### [GIVEN EXERCISE]
Turn every line of the items below into a Markdown table with the columns Row and Line, numbering each row and skipping blank lines. Leave the pictures out of the answer.

### [Excerpts of location labeling data]
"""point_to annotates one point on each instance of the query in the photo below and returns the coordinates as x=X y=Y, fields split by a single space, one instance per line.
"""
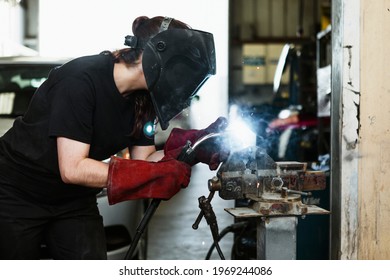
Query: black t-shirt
x=80 y=101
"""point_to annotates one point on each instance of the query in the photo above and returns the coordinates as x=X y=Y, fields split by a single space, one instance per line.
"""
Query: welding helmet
x=176 y=63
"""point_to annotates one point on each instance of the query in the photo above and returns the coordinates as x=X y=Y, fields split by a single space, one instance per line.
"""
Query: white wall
x=80 y=27
x=12 y=30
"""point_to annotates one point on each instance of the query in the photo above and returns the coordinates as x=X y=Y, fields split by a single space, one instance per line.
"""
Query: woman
x=51 y=160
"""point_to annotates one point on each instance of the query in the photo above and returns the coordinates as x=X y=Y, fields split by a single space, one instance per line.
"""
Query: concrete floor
x=170 y=234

### [RESULT]
| Row | Line |
|---|---|
| 1 | """point_to annotates one point on each instance of the query in the photo below and returns the coordinates as x=X y=Y, fields split by a single space, one instance per line. |
| 2 | """ |
| 3 | Query: black t-shirt |
| 4 | x=80 y=101 |
| 5 | """point_to annotates one point on each instance of the query in the photo above and returns the coordinates as x=X y=Y, fields split by a single space, one instance per line. |
| 6 | """ |
| 7 | Query: welding helmet |
| 8 | x=176 y=63 |
| 9 | """point_to annotates one point on each instance of the query in the photo above and returns the coordinates as x=X y=Y, fields split by a single space, one instance per line. |
| 10 | """ |
| 11 | Query: white wall |
| 12 | x=80 y=27 |
| 13 | x=12 y=30 |
| 14 | """point_to annotates one point on each instance of the query in the photo above and returns the coordinates as x=X y=Y, fields split by a single space, one instance per line. |
| 15 | """ |
| 16 | Query: woman |
| 17 | x=51 y=160 |
| 18 | """point_to annotates one point on each instance of the query in the photo above and returns the coordinates as x=X y=Y, fields split by a single space, one instance per line. |
| 19 | """ |
| 20 | Query: concrete floor |
| 21 | x=170 y=234 |